[[ Dataset extract, beginning ]]

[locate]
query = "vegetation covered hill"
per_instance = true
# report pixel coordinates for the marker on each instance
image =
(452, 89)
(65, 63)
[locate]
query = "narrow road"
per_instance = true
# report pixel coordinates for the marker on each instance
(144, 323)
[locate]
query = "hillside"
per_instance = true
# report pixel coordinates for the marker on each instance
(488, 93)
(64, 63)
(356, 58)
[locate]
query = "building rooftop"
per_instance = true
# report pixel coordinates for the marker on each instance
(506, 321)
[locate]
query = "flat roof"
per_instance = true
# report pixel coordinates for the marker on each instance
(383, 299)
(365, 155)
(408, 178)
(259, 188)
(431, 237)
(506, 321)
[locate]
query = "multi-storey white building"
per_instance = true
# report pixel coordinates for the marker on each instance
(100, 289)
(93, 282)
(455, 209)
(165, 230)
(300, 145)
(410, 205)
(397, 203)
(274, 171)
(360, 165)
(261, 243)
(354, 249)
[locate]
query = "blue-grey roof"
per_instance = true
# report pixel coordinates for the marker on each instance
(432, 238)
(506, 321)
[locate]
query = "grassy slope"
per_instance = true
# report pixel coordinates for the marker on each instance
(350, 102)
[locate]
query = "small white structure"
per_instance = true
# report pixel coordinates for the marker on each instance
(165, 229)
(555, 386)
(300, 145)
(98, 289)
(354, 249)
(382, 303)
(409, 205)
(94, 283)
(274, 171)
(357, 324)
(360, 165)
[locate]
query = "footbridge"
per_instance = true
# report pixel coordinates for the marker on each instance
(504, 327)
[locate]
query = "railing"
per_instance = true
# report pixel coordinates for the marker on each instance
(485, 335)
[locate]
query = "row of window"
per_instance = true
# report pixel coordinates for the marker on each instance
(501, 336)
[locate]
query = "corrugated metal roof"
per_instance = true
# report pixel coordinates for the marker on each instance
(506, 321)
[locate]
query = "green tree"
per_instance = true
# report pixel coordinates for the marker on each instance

[[ Dataset extract, end ]]

» What needs to be done
Your answer should be a single number, which is the count of lines in the data above that include the word "building".

» Result of this exercise
2